Collected data

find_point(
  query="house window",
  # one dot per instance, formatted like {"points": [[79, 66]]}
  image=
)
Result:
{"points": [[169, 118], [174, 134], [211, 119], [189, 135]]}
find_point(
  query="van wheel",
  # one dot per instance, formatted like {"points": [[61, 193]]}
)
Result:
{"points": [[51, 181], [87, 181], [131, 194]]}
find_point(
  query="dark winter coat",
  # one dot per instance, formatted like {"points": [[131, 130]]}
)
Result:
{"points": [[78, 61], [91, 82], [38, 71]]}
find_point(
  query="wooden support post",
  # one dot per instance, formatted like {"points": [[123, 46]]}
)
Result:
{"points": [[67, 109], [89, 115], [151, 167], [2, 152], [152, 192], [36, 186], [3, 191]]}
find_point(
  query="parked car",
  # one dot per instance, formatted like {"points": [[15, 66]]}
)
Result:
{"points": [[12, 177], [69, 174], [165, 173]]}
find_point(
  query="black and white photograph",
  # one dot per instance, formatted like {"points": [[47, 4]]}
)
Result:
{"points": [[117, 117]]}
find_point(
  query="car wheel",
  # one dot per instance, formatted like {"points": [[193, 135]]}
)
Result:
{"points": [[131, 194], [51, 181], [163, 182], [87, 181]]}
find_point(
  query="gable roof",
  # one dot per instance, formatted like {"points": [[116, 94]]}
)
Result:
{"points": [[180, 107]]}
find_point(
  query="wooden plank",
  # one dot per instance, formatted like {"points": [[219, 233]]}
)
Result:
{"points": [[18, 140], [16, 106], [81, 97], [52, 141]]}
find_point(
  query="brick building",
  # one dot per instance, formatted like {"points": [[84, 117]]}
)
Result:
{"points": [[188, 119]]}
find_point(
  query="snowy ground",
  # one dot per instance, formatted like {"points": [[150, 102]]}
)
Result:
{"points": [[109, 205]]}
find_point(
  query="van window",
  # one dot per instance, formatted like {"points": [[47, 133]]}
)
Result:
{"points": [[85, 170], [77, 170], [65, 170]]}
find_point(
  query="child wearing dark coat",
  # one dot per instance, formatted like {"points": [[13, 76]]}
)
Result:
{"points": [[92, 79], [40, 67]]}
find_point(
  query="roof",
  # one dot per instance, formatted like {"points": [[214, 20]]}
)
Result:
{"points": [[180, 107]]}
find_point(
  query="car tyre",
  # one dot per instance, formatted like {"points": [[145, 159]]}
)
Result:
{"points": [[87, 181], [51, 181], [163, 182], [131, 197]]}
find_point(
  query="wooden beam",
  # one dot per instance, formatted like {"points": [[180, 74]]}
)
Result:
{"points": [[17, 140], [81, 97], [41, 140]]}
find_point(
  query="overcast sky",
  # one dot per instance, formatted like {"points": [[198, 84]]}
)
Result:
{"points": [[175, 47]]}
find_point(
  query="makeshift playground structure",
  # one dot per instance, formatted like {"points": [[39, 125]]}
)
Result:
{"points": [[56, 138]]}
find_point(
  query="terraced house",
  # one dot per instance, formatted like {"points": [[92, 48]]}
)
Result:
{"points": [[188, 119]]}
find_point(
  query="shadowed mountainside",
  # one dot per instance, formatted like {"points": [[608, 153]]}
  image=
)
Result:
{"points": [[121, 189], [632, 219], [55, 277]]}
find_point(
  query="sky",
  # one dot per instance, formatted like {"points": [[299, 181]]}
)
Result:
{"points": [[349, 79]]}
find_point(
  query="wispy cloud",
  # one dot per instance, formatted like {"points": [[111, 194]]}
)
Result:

_To do_
Every record needs to be written out again, exactly as it was given.

_Response below_
find_point(
  query="house window",
  # one dot per instance, formatted like {"points": [[79, 66]]}
  image=
)
Result:
{"points": [[169, 118], [174, 134], [211, 119], [189, 135]]}
find_point(
  query="van wheel",
  # one dot per instance, formatted like {"points": [[61, 193]]}
)
Result:
{"points": [[51, 181], [87, 181], [131, 194]]}
find_point(
  query="dark winter coat",
  # one dot per instance, formatted like {"points": [[131, 130]]}
)
Result:
{"points": [[78, 61], [91, 82], [38, 71]]}
find_point(
  query="wooden support post",
  # one dot per instance, formatted like {"points": [[123, 46]]}
)
Result:
{"points": [[67, 109], [89, 115], [151, 167], [2, 152], [152, 192], [36, 186], [3, 191]]}
find_point(
  query="parked car",
  # one dot per instance, formatted like {"points": [[15, 66]]}
)
Result:
{"points": [[12, 177], [69, 174], [165, 173]]}
find_point(
  query="black and white photograph",
  # one dot per instance, formatted like {"points": [[47, 4]]}
)
Result:
{"points": [[117, 117]]}
find_point(
  query="car wheel",
  # one dot per instance, formatted like {"points": [[193, 135]]}
)
Result:
{"points": [[131, 194], [51, 181], [163, 182], [87, 181]]}
find_point(
  query="gable roof",
  # one dot per instance, formatted like {"points": [[116, 94]]}
)
Result:
{"points": [[180, 107]]}
find_point(
  query="wooden plank",
  # one dot per instance, formatted like {"points": [[219, 233]]}
)
Result:
{"points": [[18, 140], [16, 106], [81, 97], [52, 141]]}
find_point(
  query="brick building",
  # one dot per instance, formatted like {"points": [[84, 117]]}
)
Result:
{"points": [[188, 119]]}
find_point(
  query="snowy ground",
  # one dot per instance, formatted like {"points": [[150, 102]]}
)
Result:
{"points": [[109, 205]]}
find_point(
  query="van window",
  # one dot per instance, formatted like {"points": [[47, 133]]}
)
Result:
{"points": [[85, 170], [77, 170], [65, 170]]}
find_point(
  query="child wearing dark coat",
  # one dot per instance, formatted like {"points": [[13, 76]]}
)
Result:
{"points": [[92, 79], [40, 67]]}
find_point(
  query="roof",
  # one dot per instance, formatted like {"points": [[214, 20]]}
)
Result:
{"points": [[180, 107]]}
find_point(
  query="car tyre",
  # one dot per instance, formatted like {"points": [[145, 159]]}
)
Result:
{"points": [[87, 181], [51, 181], [163, 182], [131, 197]]}
find_point(
  query="wooden beam",
  # one dot per instance, formatted like {"points": [[180, 74]]}
)
Result:
{"points": [[17, 140], [81, 97], [41, 140]]}
find_point(
  query="overcast sky",
  # one dot per instance, formatted like {"points": [[198, 84]]}
)
Result:
{"points": [[175, 47]]}
find_point(
  query="makeshift playground structure",
  # one dot per instance, formatted like {"points": [[39, 125]]}
)
Result:
{"points": [[56, 138]]}
find_point(
  query="terraced house",
  # one dot per instance, formatted like {"points": [[92, 48]]}
)
Result:
{"points": [[188, 119]]}
find_point(
  query="shadowed mountainside",
  # one dot per instance, formatted like {"points": [[608, 153]]}
  image=
)
Result:
{"points": [[121, 189], [632, 219], [55, 277]]}
find_point(
  query="sky",
  # one dot per instance, formatted like {"points": [[299, 181]]}
)
Result:
{"points": [[349, 79]]}
find_point(
  query="wispy cloud",
  # one dot per instance, formatted like {"points": [[111, 194]]}
)
Result:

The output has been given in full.